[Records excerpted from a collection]
BEGIN

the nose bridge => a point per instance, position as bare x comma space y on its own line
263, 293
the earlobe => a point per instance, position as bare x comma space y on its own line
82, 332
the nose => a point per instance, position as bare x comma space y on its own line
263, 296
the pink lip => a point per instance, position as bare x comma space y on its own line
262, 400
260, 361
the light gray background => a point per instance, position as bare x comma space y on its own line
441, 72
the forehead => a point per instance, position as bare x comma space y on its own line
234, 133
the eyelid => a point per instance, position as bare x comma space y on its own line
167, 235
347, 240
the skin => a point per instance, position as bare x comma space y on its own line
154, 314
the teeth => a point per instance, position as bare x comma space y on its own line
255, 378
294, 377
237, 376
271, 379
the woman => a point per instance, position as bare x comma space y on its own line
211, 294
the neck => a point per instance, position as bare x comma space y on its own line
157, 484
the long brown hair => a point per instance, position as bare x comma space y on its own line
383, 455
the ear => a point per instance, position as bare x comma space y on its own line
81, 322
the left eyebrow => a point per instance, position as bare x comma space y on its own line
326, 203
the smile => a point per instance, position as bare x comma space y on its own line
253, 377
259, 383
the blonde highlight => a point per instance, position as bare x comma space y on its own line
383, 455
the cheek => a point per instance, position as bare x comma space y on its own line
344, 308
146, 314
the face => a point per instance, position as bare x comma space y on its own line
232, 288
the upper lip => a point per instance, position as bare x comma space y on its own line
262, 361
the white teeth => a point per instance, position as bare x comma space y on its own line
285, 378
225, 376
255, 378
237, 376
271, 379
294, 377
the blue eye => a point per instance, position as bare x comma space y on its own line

END
BEGIN

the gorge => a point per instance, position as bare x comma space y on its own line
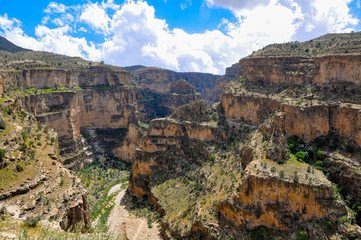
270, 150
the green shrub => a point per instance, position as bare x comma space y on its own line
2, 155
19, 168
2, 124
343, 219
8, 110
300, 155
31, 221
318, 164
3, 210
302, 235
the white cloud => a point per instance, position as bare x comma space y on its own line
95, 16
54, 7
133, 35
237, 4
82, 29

END
BEGIN

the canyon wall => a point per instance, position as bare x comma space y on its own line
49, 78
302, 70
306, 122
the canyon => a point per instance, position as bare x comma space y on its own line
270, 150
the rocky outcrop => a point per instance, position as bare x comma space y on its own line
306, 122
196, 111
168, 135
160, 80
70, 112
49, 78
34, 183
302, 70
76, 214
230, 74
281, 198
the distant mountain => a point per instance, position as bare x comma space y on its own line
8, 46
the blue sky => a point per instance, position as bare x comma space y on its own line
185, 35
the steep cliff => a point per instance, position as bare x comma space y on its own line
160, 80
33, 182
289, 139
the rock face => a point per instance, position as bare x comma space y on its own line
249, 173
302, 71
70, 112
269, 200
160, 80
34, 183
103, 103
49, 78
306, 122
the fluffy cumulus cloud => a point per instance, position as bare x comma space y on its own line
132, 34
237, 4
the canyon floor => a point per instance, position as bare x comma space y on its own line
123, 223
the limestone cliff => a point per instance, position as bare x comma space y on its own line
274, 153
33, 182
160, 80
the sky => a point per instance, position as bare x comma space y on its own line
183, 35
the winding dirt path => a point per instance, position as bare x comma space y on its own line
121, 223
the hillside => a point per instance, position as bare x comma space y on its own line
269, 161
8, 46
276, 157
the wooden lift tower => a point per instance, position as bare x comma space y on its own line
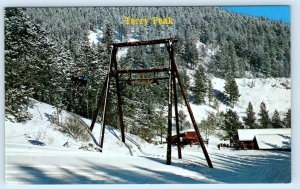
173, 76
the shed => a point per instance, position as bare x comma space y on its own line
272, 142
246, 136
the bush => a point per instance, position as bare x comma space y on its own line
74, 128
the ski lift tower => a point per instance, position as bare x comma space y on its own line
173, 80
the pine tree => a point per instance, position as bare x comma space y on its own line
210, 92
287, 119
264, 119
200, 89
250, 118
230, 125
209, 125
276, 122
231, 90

END

Instructions to follow: Above are the lines; repeat exactly the ones from the line containing "the ear => a" down to the line containing "the blue eye", both inclusive.

Answer space:
the ear => a point per instance, position as bare x comma space y on its own line
81, 322
the left eyebrow => a point per instance, position as bare x comma space y on its own line
326, 203
the smile => a point per instance, position as bare x comma space y on its own line
253, 377
259, 383
the blonde highlight => a point per instance, position as bare x comma space y on its own line
383, 455
the cheek => a point per instance, position as bare x comma space y on its own line
344, 308
146, 314
the face => a point per instance, position as bare x comma space y on its own line
232, 288
the upper lip => a point per instance, position as bare x comma space y on its own line
262, 361
the white teeth => a point per instance, position as bare x comma space y on its own line
285, 378
225, 376
255, 378
237, 376
271, 379
294, 377
the blue eye => a point per instance, position as bare x comma space y on its own line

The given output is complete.